[Dataset excerpts]
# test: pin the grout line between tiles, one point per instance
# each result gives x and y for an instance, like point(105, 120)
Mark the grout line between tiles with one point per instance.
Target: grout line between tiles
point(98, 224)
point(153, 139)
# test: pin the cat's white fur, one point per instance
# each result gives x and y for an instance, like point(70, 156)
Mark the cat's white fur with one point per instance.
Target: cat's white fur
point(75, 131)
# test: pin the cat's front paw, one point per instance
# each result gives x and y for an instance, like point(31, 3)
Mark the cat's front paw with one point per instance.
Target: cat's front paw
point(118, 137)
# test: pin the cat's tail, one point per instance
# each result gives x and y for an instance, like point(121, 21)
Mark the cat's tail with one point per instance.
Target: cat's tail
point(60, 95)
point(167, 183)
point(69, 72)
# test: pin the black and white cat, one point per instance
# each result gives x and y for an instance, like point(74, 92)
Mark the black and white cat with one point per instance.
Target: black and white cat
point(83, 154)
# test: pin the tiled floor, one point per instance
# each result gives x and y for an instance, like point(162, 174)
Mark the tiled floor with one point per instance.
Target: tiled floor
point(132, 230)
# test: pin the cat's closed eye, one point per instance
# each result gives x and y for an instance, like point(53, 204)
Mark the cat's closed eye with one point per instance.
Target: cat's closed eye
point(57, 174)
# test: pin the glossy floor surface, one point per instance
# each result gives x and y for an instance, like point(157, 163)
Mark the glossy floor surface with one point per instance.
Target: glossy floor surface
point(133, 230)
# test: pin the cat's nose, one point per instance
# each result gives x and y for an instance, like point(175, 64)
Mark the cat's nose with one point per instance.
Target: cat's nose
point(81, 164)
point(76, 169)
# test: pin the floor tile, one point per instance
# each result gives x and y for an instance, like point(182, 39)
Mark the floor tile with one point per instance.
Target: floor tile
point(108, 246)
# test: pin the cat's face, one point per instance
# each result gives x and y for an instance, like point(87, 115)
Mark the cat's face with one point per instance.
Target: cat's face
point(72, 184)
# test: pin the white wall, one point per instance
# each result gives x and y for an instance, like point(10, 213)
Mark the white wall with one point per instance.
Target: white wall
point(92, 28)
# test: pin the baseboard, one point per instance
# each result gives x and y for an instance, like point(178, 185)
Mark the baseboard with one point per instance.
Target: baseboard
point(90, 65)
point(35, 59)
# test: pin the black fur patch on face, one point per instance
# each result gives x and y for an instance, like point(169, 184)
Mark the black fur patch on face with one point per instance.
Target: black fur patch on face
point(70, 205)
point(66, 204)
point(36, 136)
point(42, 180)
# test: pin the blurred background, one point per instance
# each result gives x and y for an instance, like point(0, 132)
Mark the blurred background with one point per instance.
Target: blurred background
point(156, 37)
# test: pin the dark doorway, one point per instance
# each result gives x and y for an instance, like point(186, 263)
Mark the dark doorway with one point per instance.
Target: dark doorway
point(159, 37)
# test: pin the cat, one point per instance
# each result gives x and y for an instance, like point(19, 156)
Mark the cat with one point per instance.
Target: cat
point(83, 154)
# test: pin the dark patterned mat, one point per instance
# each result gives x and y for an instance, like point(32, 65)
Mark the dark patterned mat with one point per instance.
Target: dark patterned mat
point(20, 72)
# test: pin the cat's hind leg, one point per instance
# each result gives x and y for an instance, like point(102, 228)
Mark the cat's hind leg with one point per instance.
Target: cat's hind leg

Instructions for the task
Please repeat all the records above exactly as they appear.

Exercise response
# test: pin the grout line between tiles, one point per instance
# each result gives x and y for an instance, like point(105, 120)
Mark the grout line between tiles with one point per instance.
Target: grout line between tiles
point(98, 224)
point(153, 139)
# test: pin the cat's white fur, one point per instance
# each result gives x and y for an instance, like point(70, 156)
Mark the cat's white fur with one point per instance.
Target: cat's white fur
point(75, 131)
# test: pin the cat's front paw, one point per instance
# each result gives x and y for an instance, like point(31, 3)
Mark the cat's front paw with one point per instance.
Target: cat's front paw
point(118, 137)
# test: pin the cat's tail, one point per instance
# each result gives x and y for an instance, like point(121, 21)
Mark the cat's tail with one point per instance.
Target: cat's tail
point(60, 95)
point(167, 183)
point(69, 72)
# test: pin the black and white cat, one point per instance
# each result gives x and y for an instance, like point(74, 92)
Mark the black and white cat with one point per instance.
Target: black and white cat
point(83, 154)
# test: pin the tiled floor, one point per instance
# each result gives x and y for an instance, like point(162, 174)
Mark the tiled floor with one point per instance.
Target: tiled floor
point(132, 230)
# test: pin the cat's closed eye, one point per instance
# each result gives x and y for an instance, like point(53, 204)
Mark the cat's closed eye with one point per instance.
Target: cat's closed eye
point(57, 174)
# test: pin the glossy floor surface, one point per instance
# each result gives x and y for an instance, like point(157, 163)
Mark the glossy floor surface with one point per instance.
Target: glossy floor surface
point(133, 230)
# test: pin the cat's nose, one point per instance
# each result gives x and y for an instance, like point(175, 64)
Mark the cat's nose with one point per instance.
Target: cat's nose
point(81, 164)
point(76, 169)
# test: pin the floor tile, one point per instance
# each result gives x and y for an instance, like point(182, 39)
Mark the floor tile with one point per instance.
Target: floor tile
point(108, 246)
# test: pin the cat's face, one point per instance
# each result gives x and y for an instance, like point(87, 115)
Mark the cat's face with one point per instance.
Target: cat's face
point(72, 184)
# test: pin the white wall, one point per instance
# each result gives x and y for an instance, like point(10, 213)
Mark the white wall with one point per instance.
Target: white wall
point(92, 28)
# test: pin the baseboard, one point per instance
# each result gives x and y for an instance, like point(178, 185)
Mark the baseboard with one point per instance.
Target: baseboard
point(90, 65)
point(35, 59)
# test: pin the black fur patch on face, one point per instance
# each result gives x and y for an instance, like point(169, 184)
Mark the black fur patch on face with one point per instance.
Target: black fur patch on face
point(70, 205)
point(66, 204)
point(36, 136)
point(42, 180)
# test: pin the blurred background, one point per instance
# each result gives x and y for an instance, like point(0, 132)
Mark the blurred background with one point per instance.
Target: blurred background
point(156, 37)
# test: pin the dark doorway, one point per instance
# each result gives x and y for an instance, like point(186, 263)
Mark the dark doorway with one point per instance.
Target: dark doorway
point(159, 37)
# test: pin the cat, one point per instance
# each result gives x and y for an instance, like point(19, 156)
Mark the cat with one point per instance.
Target: cat
point(83, 154)
# test: pin the dark patterned mat, one point per instance
# each result gives x and y for an instance, like point(32, 65)
Mark the dark patterned mat with one point per instance.
Target: dark patterned mat
point(20, 72)
# test: pin the cat's hind leg, one point per instance
# each result gives x and y for an instance, like point(102, 228)
Mark the cat's hind leg with one point per instance.
Target: cat's hind leg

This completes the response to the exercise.